= SET TASK =
Find each line in the listing below that contains the word "meter", and copy those lines out.

--*--

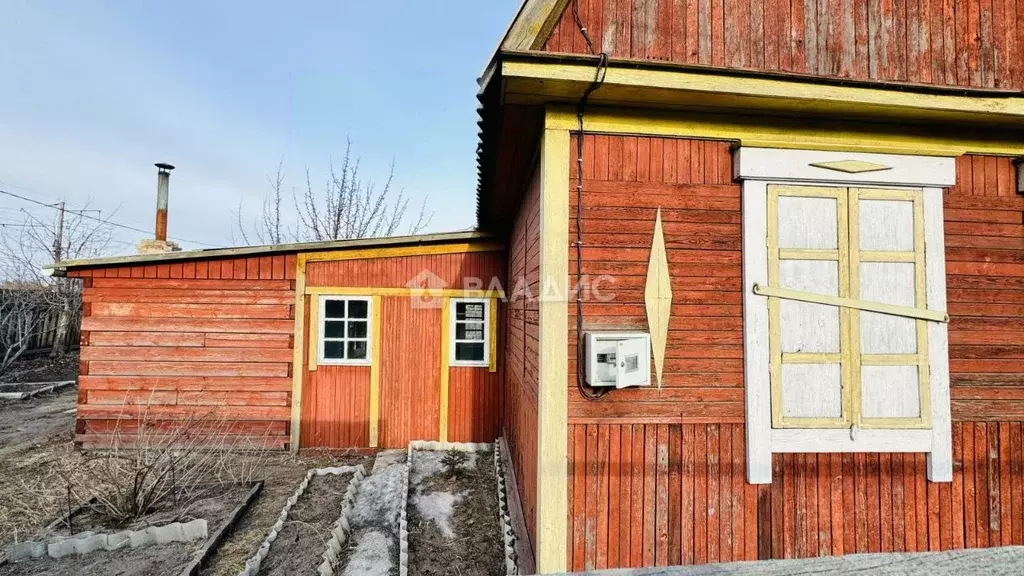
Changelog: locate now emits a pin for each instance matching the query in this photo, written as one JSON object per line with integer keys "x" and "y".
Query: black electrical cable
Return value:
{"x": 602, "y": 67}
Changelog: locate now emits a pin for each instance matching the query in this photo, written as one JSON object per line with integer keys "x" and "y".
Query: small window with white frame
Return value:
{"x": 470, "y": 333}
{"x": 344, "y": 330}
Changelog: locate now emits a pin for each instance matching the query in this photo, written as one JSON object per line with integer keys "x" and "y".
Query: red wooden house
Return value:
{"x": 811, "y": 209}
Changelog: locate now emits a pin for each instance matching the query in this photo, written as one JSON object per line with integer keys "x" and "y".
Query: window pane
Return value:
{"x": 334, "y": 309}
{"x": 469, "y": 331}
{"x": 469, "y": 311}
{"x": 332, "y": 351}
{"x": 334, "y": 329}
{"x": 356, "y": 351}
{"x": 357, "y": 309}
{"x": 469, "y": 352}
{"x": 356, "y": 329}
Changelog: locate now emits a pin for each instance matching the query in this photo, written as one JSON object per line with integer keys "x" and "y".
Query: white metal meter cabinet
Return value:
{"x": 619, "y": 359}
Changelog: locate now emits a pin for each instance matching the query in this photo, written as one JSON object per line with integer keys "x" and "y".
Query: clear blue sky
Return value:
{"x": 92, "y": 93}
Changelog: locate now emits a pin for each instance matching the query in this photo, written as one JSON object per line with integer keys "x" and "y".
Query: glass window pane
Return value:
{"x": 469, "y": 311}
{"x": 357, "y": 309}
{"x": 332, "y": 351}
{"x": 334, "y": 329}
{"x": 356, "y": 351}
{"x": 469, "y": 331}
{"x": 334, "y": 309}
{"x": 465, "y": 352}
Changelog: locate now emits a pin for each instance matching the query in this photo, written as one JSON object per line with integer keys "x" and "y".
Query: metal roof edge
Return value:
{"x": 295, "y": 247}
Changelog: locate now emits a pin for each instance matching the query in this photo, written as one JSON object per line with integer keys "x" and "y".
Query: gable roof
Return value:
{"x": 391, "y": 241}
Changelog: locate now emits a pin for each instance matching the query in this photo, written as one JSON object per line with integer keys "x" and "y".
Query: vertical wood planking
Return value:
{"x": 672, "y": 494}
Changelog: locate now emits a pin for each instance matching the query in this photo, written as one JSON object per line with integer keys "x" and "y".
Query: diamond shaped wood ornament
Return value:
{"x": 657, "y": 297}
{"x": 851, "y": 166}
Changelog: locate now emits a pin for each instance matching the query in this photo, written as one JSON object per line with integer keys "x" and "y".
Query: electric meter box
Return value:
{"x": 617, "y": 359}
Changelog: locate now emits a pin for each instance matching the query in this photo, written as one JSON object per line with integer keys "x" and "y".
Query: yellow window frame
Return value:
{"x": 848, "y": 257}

--*--

= THE COMPLETED TASK =
Query: white metal meter cabinet
Query: electric meter box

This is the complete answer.